[Point localization data]
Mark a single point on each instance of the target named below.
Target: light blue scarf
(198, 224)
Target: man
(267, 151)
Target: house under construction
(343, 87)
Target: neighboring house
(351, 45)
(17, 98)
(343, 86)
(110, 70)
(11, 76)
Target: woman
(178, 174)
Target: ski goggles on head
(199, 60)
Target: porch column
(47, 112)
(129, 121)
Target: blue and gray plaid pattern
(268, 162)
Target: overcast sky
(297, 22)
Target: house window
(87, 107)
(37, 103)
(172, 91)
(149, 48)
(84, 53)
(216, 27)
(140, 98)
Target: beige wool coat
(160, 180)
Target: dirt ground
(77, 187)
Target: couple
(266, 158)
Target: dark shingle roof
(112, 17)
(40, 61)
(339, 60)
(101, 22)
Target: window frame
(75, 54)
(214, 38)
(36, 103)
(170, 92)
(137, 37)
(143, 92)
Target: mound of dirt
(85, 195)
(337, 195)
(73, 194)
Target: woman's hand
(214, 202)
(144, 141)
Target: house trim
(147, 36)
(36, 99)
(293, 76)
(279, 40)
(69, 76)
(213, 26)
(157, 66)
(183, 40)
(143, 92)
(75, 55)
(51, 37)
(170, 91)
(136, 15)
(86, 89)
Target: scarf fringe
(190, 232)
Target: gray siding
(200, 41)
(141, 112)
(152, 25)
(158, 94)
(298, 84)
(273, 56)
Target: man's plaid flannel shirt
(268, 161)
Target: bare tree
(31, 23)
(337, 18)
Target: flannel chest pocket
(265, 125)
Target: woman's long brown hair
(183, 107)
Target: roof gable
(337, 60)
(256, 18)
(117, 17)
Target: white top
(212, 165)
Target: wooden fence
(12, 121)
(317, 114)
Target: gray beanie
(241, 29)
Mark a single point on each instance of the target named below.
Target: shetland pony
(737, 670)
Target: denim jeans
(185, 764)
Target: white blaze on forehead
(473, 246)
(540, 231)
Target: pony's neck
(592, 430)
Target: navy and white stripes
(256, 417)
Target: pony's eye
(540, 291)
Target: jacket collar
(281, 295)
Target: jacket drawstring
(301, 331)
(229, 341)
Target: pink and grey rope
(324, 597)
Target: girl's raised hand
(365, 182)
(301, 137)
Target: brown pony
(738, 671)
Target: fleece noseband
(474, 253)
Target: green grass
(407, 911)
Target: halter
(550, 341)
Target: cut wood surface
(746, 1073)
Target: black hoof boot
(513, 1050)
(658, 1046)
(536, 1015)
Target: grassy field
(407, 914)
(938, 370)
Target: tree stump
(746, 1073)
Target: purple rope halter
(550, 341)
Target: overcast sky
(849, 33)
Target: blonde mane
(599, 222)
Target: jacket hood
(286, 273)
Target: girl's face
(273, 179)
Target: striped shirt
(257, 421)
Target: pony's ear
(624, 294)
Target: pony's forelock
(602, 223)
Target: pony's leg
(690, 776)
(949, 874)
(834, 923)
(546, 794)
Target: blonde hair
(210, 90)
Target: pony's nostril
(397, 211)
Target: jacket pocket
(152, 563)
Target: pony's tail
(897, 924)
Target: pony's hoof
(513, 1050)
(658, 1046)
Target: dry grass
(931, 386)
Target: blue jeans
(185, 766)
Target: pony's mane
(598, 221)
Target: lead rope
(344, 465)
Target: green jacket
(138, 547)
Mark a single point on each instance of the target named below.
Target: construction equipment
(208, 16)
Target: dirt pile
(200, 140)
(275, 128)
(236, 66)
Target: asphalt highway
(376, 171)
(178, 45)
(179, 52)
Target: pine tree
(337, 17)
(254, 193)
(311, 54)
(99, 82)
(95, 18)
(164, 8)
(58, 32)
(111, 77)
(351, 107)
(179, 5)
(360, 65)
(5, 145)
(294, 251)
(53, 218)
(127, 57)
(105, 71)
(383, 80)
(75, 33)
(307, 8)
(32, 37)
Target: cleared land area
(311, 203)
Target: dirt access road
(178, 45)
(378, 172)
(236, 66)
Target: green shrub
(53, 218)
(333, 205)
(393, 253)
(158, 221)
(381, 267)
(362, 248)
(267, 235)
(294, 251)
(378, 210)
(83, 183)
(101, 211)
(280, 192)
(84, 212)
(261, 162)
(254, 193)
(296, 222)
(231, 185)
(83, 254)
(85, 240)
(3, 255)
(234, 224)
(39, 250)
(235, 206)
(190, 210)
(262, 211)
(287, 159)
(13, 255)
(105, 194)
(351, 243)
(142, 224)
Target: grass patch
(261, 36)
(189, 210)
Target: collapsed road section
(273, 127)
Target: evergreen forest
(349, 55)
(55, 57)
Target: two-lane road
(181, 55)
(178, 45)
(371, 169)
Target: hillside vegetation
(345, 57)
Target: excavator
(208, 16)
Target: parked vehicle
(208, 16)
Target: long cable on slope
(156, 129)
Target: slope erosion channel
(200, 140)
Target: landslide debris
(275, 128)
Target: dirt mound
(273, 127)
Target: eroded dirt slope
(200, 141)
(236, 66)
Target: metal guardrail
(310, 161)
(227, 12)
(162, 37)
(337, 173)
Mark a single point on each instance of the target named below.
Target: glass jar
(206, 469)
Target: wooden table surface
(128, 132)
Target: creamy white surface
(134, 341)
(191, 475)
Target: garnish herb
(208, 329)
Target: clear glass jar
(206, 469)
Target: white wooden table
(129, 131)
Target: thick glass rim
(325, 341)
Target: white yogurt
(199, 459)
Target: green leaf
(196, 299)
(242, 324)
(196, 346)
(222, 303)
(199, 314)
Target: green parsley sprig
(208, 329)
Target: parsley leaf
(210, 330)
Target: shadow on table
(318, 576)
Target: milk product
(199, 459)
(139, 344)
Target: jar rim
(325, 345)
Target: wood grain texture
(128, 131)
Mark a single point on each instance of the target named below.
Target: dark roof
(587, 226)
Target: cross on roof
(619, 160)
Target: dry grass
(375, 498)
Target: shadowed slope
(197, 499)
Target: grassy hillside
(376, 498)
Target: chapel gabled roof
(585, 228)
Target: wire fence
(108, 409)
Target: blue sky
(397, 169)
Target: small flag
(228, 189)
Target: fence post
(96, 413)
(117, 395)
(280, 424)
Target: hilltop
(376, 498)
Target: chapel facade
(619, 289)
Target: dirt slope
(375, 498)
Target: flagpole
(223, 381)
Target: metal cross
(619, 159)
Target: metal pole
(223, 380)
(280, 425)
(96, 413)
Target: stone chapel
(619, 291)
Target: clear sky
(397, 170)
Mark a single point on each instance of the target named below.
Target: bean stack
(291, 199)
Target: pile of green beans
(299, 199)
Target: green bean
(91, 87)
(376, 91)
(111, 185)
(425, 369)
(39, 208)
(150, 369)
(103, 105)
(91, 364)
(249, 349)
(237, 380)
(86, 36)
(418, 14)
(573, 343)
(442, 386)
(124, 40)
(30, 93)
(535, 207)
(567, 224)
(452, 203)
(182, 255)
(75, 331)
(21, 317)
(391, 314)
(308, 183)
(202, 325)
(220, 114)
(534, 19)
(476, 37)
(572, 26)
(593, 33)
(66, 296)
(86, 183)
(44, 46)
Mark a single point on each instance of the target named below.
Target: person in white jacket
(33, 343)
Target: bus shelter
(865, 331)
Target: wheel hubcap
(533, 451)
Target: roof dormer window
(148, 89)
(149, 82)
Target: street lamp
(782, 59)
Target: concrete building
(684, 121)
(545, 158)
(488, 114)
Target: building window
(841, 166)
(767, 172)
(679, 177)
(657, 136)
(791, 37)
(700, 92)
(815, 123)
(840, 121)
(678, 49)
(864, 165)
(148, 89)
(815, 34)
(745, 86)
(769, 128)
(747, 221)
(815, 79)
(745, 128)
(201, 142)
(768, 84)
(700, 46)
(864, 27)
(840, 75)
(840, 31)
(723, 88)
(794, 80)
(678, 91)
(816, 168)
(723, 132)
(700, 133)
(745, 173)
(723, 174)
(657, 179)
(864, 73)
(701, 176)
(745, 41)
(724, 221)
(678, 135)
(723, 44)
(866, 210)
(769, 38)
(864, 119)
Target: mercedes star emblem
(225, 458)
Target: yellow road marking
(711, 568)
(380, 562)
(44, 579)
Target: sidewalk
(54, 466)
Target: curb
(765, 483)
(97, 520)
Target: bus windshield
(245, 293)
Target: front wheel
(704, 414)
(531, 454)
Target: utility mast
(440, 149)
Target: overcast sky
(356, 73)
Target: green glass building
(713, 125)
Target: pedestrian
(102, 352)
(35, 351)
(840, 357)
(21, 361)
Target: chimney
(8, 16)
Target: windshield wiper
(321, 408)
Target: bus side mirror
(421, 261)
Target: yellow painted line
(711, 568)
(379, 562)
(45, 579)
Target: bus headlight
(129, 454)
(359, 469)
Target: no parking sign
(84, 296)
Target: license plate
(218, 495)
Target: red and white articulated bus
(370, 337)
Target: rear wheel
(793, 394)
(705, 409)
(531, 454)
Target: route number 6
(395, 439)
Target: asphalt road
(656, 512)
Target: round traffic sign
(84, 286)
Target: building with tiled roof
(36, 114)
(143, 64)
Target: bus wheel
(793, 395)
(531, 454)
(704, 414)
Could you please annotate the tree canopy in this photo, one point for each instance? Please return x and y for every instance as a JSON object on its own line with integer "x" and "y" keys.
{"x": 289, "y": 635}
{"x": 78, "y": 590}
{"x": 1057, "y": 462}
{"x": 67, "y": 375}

■ **WHAT IS REQUIRED**: Please let your answer be exactly the lines from the one holding "Target: bus wheel" through the last line of the entries above, both ends included.

■ **ANSWER FOR THE TASK**:
Target: bus wheel
(793, 395)
(531, 454)
(704, 414)
Could you please annotate the tree canopy in this photo, one point for each instance? Please return x and y for every instance as a JSON object on its own line with integer "x" and "y" keys.
{"x": 289, "y": 635}
{"x": 78, "y": 590}
{"x": 1057, "y": 462}
{"x": 67, "y": 375}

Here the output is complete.